**** Text segment ****

The actual fulfillment by the mineral producers of their financial obligations under the mineral production contracts reached 7,234.2 trillion tenge in 2011. 41% of the total financial obligations, or 2,982.6 billion tenge were investments, 50%, or 3,653.6 billion tenge were taxes (Tengizchevroil’s share of the total amount of taxes on the oil and gas sector amounted for almost 38%), and 8%, or 557.4 billion tenge were indirect costs, less than 1%, or 17.2 billion tenge were insurance costs, and less than 1%, or 23.5 billion tenge were deductions to the liquidation fund.

If directly considering the structure of investment, of 2,982.6 billion tenge total invested, 1,191.9 billion were the capital expenditures, 1,472.1 billion tenge were the production costs, 227.2 billion tenge were the costs for geological exploration, and 46.5 billion tenge were the expenditure on social welfare and local infrastructure. In addition, 23.6 billion tenge were allocated for training of Kazakhstani specialists, 4.3 billion tenge for operation of underground facilities, and 9.8 billion tenge for monitoring of pollution of subsoil. Expenses for R&D were 3.9 billion tenge, and for acquisition of technologies 3 billion tenge.

**** Stored records ****

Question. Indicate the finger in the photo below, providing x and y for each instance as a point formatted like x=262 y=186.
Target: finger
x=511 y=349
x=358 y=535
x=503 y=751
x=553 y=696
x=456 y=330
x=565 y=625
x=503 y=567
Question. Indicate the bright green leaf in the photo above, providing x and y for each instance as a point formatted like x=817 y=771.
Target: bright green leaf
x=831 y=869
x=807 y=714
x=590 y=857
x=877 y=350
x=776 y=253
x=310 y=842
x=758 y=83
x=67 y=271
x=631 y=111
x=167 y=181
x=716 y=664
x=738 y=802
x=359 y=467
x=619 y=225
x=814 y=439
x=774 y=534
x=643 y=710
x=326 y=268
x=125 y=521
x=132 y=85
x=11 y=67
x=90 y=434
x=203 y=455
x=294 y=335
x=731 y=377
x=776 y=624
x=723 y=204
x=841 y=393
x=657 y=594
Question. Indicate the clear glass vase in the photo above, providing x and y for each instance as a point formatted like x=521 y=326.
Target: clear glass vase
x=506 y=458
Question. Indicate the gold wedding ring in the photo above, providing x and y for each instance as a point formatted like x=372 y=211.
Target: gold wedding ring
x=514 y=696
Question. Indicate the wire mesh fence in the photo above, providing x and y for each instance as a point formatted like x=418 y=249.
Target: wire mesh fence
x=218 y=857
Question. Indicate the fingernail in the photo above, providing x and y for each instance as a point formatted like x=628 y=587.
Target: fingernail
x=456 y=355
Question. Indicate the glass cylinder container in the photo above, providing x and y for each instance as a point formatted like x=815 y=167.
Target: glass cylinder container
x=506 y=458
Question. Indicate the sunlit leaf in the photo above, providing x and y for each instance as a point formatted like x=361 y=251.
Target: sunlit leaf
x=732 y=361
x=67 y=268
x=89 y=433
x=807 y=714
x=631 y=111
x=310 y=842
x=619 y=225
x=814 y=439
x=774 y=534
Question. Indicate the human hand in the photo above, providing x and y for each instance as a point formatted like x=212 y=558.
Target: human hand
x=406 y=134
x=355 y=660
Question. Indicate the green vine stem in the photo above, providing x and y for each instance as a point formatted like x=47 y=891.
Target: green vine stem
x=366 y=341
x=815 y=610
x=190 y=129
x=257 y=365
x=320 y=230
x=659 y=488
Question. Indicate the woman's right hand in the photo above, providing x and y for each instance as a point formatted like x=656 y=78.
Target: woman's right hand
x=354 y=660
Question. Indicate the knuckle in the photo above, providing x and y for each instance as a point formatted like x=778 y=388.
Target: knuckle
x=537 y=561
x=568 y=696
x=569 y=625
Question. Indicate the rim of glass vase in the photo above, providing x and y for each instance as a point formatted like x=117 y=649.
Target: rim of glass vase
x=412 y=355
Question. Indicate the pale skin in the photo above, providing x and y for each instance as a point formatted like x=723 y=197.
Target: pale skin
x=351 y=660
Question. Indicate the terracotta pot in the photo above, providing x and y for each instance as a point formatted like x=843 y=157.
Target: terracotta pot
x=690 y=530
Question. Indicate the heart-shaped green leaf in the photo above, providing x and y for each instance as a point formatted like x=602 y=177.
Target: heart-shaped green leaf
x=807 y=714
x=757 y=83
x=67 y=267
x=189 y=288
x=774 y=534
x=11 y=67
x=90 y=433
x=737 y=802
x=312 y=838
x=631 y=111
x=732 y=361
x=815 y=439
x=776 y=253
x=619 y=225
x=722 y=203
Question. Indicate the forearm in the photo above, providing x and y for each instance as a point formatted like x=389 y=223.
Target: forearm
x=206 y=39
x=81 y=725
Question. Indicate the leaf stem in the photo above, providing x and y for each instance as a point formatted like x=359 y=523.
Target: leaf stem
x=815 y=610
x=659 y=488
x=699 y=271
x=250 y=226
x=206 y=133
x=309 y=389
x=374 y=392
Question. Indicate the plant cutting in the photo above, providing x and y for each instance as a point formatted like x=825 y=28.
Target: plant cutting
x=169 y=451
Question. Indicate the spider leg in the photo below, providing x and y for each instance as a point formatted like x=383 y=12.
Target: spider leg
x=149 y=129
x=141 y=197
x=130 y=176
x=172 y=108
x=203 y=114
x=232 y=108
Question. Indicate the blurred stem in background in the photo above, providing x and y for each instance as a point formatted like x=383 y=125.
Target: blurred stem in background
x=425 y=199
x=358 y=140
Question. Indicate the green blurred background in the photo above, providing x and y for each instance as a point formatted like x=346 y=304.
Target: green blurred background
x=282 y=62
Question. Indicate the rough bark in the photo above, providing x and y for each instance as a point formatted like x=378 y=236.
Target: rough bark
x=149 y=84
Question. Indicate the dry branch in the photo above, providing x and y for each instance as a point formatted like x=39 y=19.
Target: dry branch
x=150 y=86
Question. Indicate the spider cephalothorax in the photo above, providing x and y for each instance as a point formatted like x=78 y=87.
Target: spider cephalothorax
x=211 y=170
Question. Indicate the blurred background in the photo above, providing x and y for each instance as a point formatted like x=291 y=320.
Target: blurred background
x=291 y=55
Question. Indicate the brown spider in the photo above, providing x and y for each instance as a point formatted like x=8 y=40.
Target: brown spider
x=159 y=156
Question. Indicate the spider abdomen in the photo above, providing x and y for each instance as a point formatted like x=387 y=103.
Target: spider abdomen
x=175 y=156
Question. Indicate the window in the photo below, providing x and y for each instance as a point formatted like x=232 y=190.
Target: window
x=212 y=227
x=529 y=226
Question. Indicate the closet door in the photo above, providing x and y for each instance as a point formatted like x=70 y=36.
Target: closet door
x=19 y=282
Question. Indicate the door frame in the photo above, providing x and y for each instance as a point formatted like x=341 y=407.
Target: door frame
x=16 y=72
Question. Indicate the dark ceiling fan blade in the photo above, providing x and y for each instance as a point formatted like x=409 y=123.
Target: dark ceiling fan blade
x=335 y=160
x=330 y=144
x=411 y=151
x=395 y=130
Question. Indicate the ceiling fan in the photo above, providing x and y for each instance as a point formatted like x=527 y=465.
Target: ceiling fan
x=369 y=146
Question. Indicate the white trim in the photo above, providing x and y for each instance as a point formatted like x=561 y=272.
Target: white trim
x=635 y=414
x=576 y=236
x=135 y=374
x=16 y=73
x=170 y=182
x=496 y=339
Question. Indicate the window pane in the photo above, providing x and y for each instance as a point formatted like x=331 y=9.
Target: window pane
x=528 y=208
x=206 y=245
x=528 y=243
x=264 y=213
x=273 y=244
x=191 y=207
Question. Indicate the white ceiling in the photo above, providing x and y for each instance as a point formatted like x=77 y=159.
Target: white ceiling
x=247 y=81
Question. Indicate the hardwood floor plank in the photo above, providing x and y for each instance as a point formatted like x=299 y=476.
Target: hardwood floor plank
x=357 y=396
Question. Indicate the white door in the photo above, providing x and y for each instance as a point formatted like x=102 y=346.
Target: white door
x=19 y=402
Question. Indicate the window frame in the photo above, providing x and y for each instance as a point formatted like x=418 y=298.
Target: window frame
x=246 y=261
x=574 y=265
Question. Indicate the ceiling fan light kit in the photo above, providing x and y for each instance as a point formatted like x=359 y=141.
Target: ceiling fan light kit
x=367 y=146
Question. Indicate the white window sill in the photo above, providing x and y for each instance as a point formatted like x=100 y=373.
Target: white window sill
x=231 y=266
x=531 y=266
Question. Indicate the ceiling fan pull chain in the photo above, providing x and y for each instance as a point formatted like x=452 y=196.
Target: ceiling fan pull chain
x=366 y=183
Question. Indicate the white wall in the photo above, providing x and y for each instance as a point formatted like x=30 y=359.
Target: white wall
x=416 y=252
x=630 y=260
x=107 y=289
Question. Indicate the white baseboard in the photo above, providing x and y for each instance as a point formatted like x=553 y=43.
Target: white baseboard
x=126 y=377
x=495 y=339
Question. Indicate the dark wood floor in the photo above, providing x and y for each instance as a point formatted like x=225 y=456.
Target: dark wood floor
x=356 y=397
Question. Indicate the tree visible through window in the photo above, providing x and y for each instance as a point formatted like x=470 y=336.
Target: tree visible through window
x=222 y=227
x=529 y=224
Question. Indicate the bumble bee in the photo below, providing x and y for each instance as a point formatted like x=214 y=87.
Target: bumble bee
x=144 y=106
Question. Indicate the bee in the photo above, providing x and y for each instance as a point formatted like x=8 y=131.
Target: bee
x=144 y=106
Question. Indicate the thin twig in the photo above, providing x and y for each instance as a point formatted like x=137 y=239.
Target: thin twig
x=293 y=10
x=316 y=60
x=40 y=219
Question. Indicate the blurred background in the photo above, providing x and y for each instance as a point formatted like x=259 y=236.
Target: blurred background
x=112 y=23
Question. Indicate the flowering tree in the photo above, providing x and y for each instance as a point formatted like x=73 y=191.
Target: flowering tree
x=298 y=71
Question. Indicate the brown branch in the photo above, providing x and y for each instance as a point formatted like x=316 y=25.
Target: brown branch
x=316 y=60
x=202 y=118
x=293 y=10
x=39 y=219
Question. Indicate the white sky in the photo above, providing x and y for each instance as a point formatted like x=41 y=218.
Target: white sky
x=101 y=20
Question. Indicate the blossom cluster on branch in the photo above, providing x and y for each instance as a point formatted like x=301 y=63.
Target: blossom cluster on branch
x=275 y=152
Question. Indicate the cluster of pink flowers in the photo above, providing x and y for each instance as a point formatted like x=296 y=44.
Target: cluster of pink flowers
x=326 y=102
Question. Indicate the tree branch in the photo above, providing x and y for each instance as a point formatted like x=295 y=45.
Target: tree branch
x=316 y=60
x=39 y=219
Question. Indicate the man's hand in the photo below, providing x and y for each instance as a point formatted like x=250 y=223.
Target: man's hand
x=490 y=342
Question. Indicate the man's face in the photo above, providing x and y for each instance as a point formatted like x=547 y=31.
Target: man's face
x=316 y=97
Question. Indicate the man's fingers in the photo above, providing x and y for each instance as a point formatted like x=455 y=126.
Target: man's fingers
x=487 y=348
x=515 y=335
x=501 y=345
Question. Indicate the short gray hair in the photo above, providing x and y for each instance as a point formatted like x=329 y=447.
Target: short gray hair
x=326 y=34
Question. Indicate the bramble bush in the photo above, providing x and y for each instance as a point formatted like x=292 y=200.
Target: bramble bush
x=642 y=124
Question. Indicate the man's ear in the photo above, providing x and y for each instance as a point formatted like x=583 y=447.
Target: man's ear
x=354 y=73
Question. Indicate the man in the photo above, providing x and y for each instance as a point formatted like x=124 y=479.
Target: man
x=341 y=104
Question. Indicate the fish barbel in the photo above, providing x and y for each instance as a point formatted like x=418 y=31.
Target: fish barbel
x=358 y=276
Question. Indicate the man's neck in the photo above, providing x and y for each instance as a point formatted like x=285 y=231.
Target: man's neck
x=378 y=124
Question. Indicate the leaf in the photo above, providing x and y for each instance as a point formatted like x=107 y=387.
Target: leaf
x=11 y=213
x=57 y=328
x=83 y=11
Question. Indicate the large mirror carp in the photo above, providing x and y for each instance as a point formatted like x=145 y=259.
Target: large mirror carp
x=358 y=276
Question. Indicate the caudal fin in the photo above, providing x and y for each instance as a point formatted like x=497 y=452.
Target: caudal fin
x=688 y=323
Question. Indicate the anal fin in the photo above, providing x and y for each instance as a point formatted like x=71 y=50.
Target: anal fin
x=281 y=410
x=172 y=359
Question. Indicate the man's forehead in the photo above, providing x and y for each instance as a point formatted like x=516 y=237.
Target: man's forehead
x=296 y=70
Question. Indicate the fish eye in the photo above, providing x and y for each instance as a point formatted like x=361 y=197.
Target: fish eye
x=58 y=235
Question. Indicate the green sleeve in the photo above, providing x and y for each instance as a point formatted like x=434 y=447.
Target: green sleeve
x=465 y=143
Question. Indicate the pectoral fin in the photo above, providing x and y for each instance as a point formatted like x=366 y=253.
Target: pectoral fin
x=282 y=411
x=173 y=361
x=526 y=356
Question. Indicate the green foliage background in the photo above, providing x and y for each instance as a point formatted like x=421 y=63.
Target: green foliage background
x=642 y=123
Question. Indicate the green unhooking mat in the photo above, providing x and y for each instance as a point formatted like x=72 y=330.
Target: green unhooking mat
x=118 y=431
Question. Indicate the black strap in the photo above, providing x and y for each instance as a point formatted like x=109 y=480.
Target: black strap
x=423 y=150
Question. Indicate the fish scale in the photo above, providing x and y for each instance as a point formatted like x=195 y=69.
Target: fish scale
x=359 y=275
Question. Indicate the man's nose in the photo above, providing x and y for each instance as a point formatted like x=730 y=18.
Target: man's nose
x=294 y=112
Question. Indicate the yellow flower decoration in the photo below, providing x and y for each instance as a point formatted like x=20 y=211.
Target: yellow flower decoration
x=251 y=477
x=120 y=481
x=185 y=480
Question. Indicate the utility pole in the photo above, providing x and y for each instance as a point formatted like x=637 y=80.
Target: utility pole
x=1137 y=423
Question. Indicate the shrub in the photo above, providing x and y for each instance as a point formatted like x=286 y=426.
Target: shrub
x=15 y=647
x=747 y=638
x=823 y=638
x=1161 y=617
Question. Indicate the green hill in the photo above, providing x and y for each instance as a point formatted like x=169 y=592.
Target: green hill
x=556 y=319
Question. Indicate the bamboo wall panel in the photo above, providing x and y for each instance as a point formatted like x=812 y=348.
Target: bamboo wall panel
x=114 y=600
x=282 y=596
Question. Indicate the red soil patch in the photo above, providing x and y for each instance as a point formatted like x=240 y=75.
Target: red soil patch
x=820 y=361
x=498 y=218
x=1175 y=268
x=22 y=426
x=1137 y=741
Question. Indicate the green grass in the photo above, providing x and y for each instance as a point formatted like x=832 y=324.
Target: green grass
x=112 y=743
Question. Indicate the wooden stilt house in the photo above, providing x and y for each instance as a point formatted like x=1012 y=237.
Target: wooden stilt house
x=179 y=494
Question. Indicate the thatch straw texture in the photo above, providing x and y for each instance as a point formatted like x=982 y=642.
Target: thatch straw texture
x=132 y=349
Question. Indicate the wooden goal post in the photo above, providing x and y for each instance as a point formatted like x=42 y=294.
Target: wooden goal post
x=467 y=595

****

§ Required work
1. Do these statements agree with the text on mineral producers' financial obligations? For each, answer yes or no and quote the deciding words of the text.
(a) Taxes made up 50% of the total financial obligations.
(b) More was spent on geological exploration than on capital expenditures.
(c) 23.6 billion tenge went to training Kazakhstani specialists.
2. Can you rewrite the stretch of entries from the line that contains "Question. Indicate the door" through the line that contains "x=531 y=266", with "window pane" replaced by "glass pane" and nothing else altered?

§ Answers to the exercises
1.
(a) Yes: "50%, or 3,653.6 billion tenge were taxes"
(b) No: "1,191.9 billion were the capital expenditures" and "227.2 billion tenge were the costs for geological exploration"
(c) Yes: "23.6 billion tenge were allocated for training of Kazakhstani specialists"

2.
Question. Indicate the door frame in the photo above, providing x and y for each instance as a point formatted like x=341 y=407.
Target: door frame
x=16 y=72
Question. Indicate the dark ceiling fan blade in the photo above, providing x and y for each instance as a point formatted like x=409 y=123.
Target: dark ceiling fan blade
x=335 y=160
x=330 y=144
x=411 y=151
x=395 y=130
Question. Indicate the ceiling fan in the photo above, providing x and y for each instance as a point formatted like x=527 y=465.
Target: ceiling fan
x=369 y=146
Question. Indicate the white trim in the photo above, providing x and y for each instance as a point formatted like x=561 y=272.
Target: white trim
x=635 y=414
x=576 y=236
x=135 y=374
x=16 y=73
x=170 y=182
x=496 y=339
Question. Indicate the glass pane in the photo above, providing x and y for each instance as a point formatted like x=331 y=9.
Target: glass pane
x=528 y=208
x=206 y=245
x=528 y=243
x=264 y=213
x=273 y=244
x=191 y=207
Question. Indicate the white ceiling in the photo above, providing x and y for each instance as a point formatted like x=77 y=159.
Target: white ceiling
x=247 y=81
Question. Indicate the hardwood floor plank in the photo above, providing x and y for each instance as a point formatted like x=299 y=476.
Target: hardwood floor plank
x=357 y=396
Question. Indicate the white door in the photo above, providing x and y for each instance as a point formatted like x=102 y=346.
Target: white door
x=19 y=402
Question. Indicate the window frame in the photo above, providing x and y for each instance as a point formatted like x=418 y=298.
Target: window frame
x=246 y=261
x=574 y=265
Question. Indicate the ceiling fan light kit in the photo above, providing x and y for each instance as a point formatted like x=359 y=141.
Target: ceiling fan light kit
x=367 y=146
Question. Indicate the white window sill in the photo above, providing x and y for each instance as a point formatted like x=100 y=373.
Target: white window sill
x=231 y=266
x=531 y=266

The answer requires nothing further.